- _WHAT YOU WILL DO_: Copy out all of the material below line for line, changing nothing.

---- EXCERPTED DATA

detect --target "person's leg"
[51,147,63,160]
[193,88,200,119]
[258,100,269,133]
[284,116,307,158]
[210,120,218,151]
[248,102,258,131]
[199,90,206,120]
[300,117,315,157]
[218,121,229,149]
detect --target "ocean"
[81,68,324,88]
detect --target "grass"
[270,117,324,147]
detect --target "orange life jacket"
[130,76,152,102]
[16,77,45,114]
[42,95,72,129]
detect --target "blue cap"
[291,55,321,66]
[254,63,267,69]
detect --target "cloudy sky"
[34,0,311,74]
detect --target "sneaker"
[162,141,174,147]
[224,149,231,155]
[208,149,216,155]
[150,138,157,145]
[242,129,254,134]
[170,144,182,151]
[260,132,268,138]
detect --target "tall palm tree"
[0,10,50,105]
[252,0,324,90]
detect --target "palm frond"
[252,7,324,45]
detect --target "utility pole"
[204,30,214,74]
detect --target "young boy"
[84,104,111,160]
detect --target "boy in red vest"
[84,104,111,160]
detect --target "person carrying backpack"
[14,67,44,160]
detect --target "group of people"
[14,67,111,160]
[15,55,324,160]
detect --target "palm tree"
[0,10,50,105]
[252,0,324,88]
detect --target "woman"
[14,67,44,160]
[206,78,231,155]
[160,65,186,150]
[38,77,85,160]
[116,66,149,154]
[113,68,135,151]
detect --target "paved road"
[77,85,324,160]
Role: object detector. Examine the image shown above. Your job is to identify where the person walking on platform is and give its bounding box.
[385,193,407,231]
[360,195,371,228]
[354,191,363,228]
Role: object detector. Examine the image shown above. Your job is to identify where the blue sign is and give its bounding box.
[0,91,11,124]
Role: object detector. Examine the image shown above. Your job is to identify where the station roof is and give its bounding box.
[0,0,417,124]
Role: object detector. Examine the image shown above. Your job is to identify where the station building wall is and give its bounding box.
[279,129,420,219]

--------

- _RESPONSE_:
detect --target "person's leg"
[51,147,63,160]
[193,88,200,119]
[258,100,269,133]
[284,116,307,158]
[210,120,218,151]
[248,102,258,131]
[199,90,206,120]
[300,117,315,157]
[218,121,229,149]
detect --target "ocean"
[81,68,324,88]
detect --target "grass"
[270,117,324,147]
detect --target "orange life jacket"
[130,76,152,102]
[16,77,45,114]
[42,95,72,129]
detect --target "blue cap"
[291,55,321,66]
[254,63,267,69]
detect --target "cloudy sky"
[34,0,311,74]
detect --target "sneaker"
[162,141,174,147]
[224,149,231,155]
[208,149,216,155]
[150,138,157,145]
[242,129,254,134]
[170,144,182,151]
[260,132,268,138]
detect --target "tall palm tree"
[0,10,50,105]
[252,0,324,90]
detect --target "palm frond"
[252,7,324,45]
detect --target "utility pole"
[204,30,214,74]
detect --target "young boy"
[84,104,111,160]
detect --target "boy in red vest"
[84,104,111,160]
detect --target "person carrying backpack"
[14,67,44,160]
detect --target "group of people"
[14,67,111,160]
[15,55,324,160]
detect --target "palm tree"
[0,10,50,105]
[252,0,324,88]
detect --target "woman"
[14,67,44,160]
[206,78,231,155]
[160,65,186,150]
[38,77,85,160]
[116,66,149,154]
[113,68,135,151]
detect --target "paved road"
[77,85,324,160]
Role: object detector. Examine the image shown above. Your job is to identify where the person walking on platform is and give its bounding box.
[385,193,407,231]
[360,195,371,228]
[354,191,363,228]
Role: object detector. Examine the image shown above. Your job is to identify where the blue sign is and give its bounding box.
[0,91,11,124]
Role: object detector. Examine the image shown above. Your job is to identify where the station roof is and give its bounding box.
[0,0,417,124]
Role: object detector. Examine the image shown above. Your job is to identify where the station building wall is and give its bounding box.
[279,129,420,219]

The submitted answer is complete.